§ **Problem to solve**: Could the records below be restated word for word, without a single picture?

=======

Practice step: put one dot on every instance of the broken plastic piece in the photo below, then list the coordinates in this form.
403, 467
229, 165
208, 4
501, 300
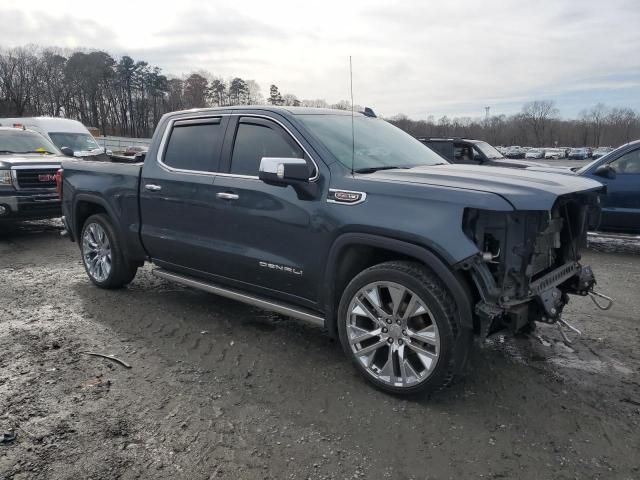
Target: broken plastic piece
609, 300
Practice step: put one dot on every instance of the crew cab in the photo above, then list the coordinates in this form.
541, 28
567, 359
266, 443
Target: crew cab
28, 165
474, 152
342, 220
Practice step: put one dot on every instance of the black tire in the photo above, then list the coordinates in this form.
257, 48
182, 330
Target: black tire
455, 342
122, 271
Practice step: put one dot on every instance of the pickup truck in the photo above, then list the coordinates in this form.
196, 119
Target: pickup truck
342, 220
28, 165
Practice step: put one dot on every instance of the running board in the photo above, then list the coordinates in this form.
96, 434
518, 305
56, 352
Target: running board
259, 302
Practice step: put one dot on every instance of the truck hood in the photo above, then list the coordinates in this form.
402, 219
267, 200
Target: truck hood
10, 161
522, 188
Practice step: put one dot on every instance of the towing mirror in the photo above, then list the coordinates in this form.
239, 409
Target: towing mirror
283, 171
67, 151
605, 171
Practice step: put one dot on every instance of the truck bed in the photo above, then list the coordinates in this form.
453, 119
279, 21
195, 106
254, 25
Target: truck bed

=======

§ **Response area**:
Practice step: put one dot on every instance of the broken plastic piece in the photo below, then list the coordinates in this form.
403, 467
229, 165
208, 4
501, 300
Target: broken plastic piece
609, 300
Practice step: put one dot on every instance of the crew cab in the photo above, then list the coordinates in this form.
541, 28
567, 359
266, 443
Target: crew cab
28, 165
474, 152
342, 220
Practice step: put one dot on every instance of the black tire in the photo above, then list the coordinates in this form.
257, 48
182, 330
Target: black tire
455, 342
122, 271
Practice step: put one dot on every instance of the pickup truck in the photo above, then list the coordinates in this form.
196, 119
Target: pickup truck
342, 220
28, 165
Practice step: put one dot on every instance of the running board in the photo above, then list the coordinates in this form.
96, 434
518, 305
56, 352
Target: running board
259, 302
Practice step: put one dot on every instance of the truck hood in the photo above, then list the coordinates in this form.
402, 219
267, 200
Target: truck hood
10, 161
522, 188
Practice step: put one dot on every instance of the towing mirror in the photo above, then list the coordinates in this form.
239, 409
Target: towing mirror
283, 171
67, 151
605, 171
Practice step: put one dot on every instance of the truck bed in the photo above, then list the coordinates in this form.
453, 119
279, 21
195, 106
254, 25
Target: truck bed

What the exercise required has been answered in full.